• Task to complete
Give back exactly the lines that run from the line containing "to the shorts" through the end of the listing below. Leave out every other line.

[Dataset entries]
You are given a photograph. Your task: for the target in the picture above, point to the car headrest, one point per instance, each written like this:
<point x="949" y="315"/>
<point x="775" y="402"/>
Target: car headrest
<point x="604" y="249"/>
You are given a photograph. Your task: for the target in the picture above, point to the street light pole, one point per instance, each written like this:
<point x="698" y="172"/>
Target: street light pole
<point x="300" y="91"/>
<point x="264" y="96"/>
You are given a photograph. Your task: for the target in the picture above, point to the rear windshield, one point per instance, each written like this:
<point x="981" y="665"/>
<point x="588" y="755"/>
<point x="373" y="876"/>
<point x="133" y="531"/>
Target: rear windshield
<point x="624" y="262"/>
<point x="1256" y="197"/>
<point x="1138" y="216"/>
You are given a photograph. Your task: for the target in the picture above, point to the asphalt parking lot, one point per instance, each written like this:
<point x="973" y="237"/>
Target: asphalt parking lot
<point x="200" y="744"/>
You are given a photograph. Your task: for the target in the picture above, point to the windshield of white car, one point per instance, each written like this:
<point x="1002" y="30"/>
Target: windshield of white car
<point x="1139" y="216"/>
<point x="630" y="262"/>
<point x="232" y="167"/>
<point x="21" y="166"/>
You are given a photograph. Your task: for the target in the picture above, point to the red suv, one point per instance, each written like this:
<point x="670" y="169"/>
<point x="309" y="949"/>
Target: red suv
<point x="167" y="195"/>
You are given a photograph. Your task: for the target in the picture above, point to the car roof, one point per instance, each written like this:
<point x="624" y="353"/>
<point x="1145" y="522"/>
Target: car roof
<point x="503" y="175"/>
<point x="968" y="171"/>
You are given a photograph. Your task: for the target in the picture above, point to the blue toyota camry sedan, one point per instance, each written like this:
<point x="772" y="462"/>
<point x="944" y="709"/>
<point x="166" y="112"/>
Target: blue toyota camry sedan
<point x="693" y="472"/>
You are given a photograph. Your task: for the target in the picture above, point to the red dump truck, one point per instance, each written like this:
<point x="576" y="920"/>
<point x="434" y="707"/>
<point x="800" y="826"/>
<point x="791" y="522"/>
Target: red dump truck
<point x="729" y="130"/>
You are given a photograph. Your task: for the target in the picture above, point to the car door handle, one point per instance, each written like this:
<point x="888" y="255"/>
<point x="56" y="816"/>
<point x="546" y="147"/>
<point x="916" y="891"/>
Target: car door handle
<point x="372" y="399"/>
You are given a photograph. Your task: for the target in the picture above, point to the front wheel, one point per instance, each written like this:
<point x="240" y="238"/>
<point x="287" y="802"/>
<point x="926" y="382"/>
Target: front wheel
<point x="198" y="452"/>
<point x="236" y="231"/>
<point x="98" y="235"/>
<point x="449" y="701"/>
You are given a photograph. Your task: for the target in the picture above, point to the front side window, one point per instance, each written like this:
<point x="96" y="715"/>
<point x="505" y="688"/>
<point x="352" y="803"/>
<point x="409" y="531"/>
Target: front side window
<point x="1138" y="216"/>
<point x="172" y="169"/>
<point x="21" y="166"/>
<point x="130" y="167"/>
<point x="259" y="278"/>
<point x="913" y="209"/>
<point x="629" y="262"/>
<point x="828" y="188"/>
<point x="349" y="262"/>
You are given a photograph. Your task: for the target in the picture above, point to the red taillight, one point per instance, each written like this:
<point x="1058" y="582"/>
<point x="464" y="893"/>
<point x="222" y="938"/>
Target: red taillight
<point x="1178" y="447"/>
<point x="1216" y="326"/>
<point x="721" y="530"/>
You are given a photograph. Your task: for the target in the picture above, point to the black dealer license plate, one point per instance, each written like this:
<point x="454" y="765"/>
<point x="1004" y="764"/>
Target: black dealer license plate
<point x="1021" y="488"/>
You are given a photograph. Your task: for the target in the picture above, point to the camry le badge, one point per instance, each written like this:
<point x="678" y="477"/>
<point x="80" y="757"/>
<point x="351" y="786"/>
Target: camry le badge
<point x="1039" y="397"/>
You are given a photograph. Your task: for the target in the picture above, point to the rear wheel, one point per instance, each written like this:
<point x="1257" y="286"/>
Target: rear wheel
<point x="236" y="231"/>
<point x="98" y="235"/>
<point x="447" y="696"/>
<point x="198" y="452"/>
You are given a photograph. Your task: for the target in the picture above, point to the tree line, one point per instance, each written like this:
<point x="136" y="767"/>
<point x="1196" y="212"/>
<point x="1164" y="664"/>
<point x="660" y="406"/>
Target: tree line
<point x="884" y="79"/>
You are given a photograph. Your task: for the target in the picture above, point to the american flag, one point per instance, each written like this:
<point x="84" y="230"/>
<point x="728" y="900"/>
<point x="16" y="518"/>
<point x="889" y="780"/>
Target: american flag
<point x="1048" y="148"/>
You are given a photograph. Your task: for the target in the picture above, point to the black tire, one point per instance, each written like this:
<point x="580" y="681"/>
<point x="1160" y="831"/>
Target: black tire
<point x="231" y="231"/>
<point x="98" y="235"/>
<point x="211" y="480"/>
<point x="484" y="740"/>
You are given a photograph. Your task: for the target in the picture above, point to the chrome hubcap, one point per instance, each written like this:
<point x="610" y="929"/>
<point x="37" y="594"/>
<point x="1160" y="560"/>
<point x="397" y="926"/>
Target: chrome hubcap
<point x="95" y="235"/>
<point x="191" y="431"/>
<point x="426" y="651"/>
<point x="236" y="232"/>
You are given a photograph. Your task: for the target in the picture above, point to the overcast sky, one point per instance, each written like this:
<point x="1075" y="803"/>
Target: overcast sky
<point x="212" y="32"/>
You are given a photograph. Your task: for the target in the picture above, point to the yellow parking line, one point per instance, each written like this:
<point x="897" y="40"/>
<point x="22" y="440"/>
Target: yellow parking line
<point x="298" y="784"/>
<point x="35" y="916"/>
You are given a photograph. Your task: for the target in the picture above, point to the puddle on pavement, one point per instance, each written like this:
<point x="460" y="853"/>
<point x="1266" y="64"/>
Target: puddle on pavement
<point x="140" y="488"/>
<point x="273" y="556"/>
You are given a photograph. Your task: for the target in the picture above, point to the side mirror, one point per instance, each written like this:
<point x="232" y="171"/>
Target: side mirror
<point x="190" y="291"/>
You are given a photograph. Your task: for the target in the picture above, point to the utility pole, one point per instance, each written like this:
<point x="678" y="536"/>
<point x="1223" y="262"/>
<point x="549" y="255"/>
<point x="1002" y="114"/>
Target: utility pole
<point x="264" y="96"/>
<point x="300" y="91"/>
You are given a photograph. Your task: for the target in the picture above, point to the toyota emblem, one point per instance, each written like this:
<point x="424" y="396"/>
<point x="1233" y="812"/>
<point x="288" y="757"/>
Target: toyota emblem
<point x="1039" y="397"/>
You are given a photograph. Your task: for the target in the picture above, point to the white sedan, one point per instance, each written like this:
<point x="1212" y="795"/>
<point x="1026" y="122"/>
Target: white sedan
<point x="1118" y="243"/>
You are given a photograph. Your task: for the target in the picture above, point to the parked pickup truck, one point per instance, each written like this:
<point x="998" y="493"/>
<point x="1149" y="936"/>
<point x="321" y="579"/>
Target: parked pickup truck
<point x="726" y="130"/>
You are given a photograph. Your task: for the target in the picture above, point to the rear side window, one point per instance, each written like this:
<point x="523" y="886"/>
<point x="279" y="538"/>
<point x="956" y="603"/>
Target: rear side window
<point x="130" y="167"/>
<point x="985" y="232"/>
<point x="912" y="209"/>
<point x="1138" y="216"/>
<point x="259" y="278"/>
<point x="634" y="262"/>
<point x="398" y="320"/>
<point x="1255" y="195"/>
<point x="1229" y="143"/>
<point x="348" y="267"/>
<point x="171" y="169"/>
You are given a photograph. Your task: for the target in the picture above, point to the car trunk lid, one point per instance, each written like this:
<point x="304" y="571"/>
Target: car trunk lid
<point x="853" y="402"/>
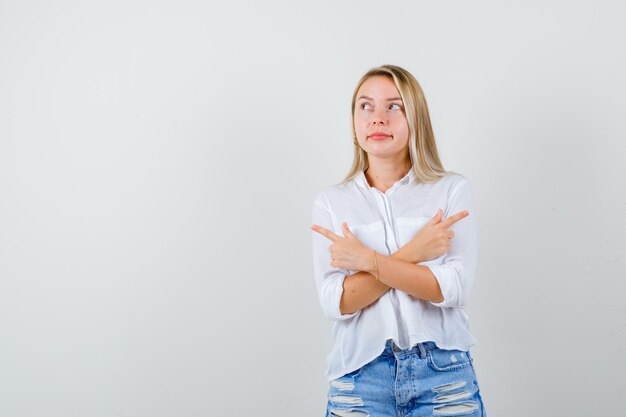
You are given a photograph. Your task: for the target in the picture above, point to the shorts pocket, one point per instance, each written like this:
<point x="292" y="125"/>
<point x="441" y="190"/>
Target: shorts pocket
<point x="448" y="360"/>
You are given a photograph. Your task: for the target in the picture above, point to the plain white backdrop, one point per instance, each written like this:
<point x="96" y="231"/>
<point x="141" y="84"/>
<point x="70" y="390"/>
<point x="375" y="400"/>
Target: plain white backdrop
<point x="159" y="159"/>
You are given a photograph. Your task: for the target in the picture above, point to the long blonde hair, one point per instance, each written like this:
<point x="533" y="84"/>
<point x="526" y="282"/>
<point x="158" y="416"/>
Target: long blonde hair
<point x="425" y="161"/>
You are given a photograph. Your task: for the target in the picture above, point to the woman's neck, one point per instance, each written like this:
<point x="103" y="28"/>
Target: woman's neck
<point x="382" y="175"/>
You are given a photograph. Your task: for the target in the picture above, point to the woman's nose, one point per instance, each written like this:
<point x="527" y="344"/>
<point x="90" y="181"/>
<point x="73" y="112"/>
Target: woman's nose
<point x="378" y="117"/>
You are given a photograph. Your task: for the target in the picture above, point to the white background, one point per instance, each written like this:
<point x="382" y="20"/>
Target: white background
<point x="158" y="162"/>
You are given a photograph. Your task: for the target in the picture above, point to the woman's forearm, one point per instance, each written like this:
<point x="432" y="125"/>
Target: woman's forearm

• Output for this exercise
You are given a photograph. Your task: for the target in the picture above, point to the shorts pocket, one point per instance, each written like this:
<point x="292" y="125"/>
<point x="441" y="190"/>
Target: shorts pocket
<point x="448" y="360"/>
You are given a photograph. Your task: for the target in the picture above, point to the plain white backdrop, one point per instance, each written like this:
<point x="96" y="231"/>
<point x="141" y="84"/>
<point x="70" y="390"/>
<point x="375" y="400"/>
Target: plain white backdrop
<point x="159" y="159"/>
You are given a photograph. Your task: for the target in the picture above, point to the long blonde hair, one point per instance, each written like this:
<point x="533" y="84"/>
<point x="526" y="282"/>
<point x="158" y="416"/>
Target: long blonde hair
<point x="425" y="161"/>
You are given a photograph. Your task: for the target in the picture above, point to the woman's neck, one point per instance, each written like this:
<point x="103" y="28"/>
Target: woman's neck
<point x="382" y="175"/>
You are given a photograph. Your task: for the target in the picture above, point to the woman's nose, one point per instance, each written like this:
<point x="527" y="344"/>
<point x="90" y="181"/>
<point x="73" y="112"/>
Target: woman's nose
<point x="378" y="117"/>
You are given a photograph. Your task: for the target in the picture above, point to the white background, one point per instance, each written like this:
<point x="382" y="20"/>
Target: white background
<point x="158" y="162"/>
You are given a photograph. Your task: for the target in the picture above, point to the woman's forearm, one point per instance, each written like this:
<point x="432" y="125"/>
Target: woman's forearm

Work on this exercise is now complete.